§ **Excerpted passage**
....................
The analysis presented here to address the empirical issues raised in the Fact Act is conducted using a large, nationally representative sample of individual credit records drawn from the credit records maintained by TransUnion. The credit-record data are supplemented with information on personal demographic and economic characteristics obtained from records maintained for other purposes by the SSA and other sources. In addition, two commercially available credit scores for each individual were provided by TransUnion. Both the credit scores and the credit-record data were obtained for individuals as of two dates separated by 18 months. For that period, the information was sufficient to assess loan performance, to identify which individuals were able to obtain new credit, and to determine the pricing on a portion of those new loans.
The assembled data set was used to address questions related to the relationship between credit scores and actual losses experienced by lenders (proxied by loan performance) and the effect of scores on the availability and affordability of credit. Addressing the question of possible differential effects on different populations was more complicated. As noted earlier, it was determined that this issue could be best addressed by the development of an original credit-scoring model. The information in the assembled data set was sufficient to estimate a generic credit history scoring model using a method that emulated standard industry definitions and procedures. The analysis of possible differential effect across populations relies on the estimated model with the estimation procedures varied in several ways designed to investigate various aspects of this issue.
This section presents background information on discrimination and lending and discusses the concept of differential effect as used in the present study. The three subsequent sections describe the data set and the process used to develop the credit-scoring model used in this study; present results related to the relationship between credit scores on the one hand and loan performance and credit availability and affordability on the other; and present the results related to an assessment of differential effect.
Under the Equal Credit Opportunity Act (ECOA), it is unlawful for a lender to discriminate against a credit applicant on a prohibited basis in any aspect of a credit transaction. The prohibited bases under ECOA include race, color, religion, sex, national origin, age, and marital status. Under both ECOA and the Fair Housing Act (FHA), it is unlawful for a lender to discriminate on a prohibited basis in a transaction related to residential real estate, although the prohibited bases under the FHA differ somewhat from the prohibited bases under ECOA.79
Unlawful discrimination on a prohibited basis can take a variety of forms, such as
A creditor may not express, orally or in writing, a preference for applicants on a prohibited basis or indicate that it will treat applicants differently on a prohibited basis. A creditor may not discriminate on a prohibited basis because of the personal characteristics of a person associated with a credit applicant (for example, a co-applicant, spouse, business partner, or live-in aide) or the present or prospective occupants of the area where property to be financed is located. Finally, the FHA requires lenders to make reasonable accommodations for a person with disabilities when such accommodations are necessary to afford the person an equal opportunity to apply for credit.
....................
(Records of labeled points)
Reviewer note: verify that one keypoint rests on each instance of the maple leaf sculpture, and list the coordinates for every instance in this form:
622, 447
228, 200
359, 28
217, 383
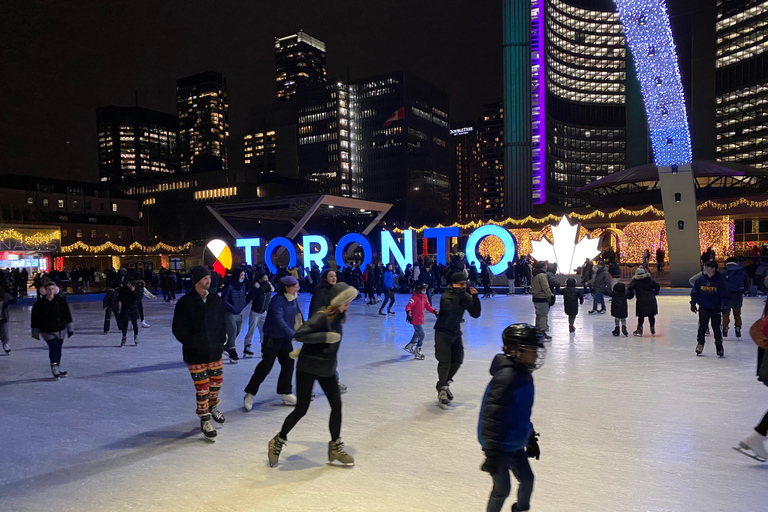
....................
§ **Exercises**
a - In the credit-scoring passage, what did obtaining the scores and credit-record data at two dates 18 months apart make it possible to do? Answer in one to three sentences.
b - Summarize the credit-scoring passage in exactly two sentences.
c - Please carry the credit-scoring passage forward from its final sentence.

§ **Answer list**
a - The 18-month span gave enough information to assess loan performance. It also showed which individuals were able to obtain new credit and allowed the pricing to be determined on a portion of those new loans.

b - The study uses a nationally representative sample of TransUnion credit records, supplemented with demographic and economic data from the SSA and other sources and with two credit scores per individual observed at two dates 18 months apart, to examine how scores relate to loan performance and to credit availability and affordability, with possible differential effects across populations assessed through an original credit-scoring model. As background, it explains that ECOA and the FHA make it unlawful for lenders to discriminate on prohibited bases such as race, sex, national origin, age, and marital status, and that the FHA requires reasonable accommodations for persons with disabilities.

c -
Despite the existence of federal (and state) antidiscrimination laws, longstanding concerns about discrimination in credit markets persist regarding all aspects of the lending process, including marketing, credit evaluation, the establishment of loan terms, and loan servicing.
From a legal standpoint, discrimination in lending generally involves the concepts of "disparate treatment" and "disparate impact." Disparate treatment is deemed to have occurred when a lender treats similarly situated applicants differently based on one of the prohibited factors (for example, offering less favorable terms to minority applicants).80 Disparate impact occurs when a practice that the lender applies uniformly to all applicants has a discriminatory effect on a prohibited basis and does not have a sufficient business justification.
Discriminatory treatment is considered intentional if the lender takes into account the protected characteristic of the individual subject to the discriminatory treatment. Allegations of disparate impact do not presume intentional behavior but rather simply assert the existence of a disproportionate adverse effect on a protected group.
Some observers maintain that increased reliance on automated credit-evaluation systems, including credit scoring, serves to reduce the potential for discrimination in lending because the automated nature of the process reduces the opportunities for bias, whether overt or inadvertent, to influence lending outcomes. Others have expressed the view that the credit-scoring process itself and some of the factors within credit-scoring models may disadvantage minorities or other segments of the population protected by fair lending laws.81
The Federal Reserve's Regulation B, which implements ECOA, notes that there are two broad types of credit evaluation: (1) traditional judgmental credit-evaluation systems, which may rely on the subjective evaluation of loan officers, and (2) credit-scoring systems that are empirically derived and demonstrably and statistically sound.82 A judgmental system may rely on a traditional, subjective evaluation by loan officers.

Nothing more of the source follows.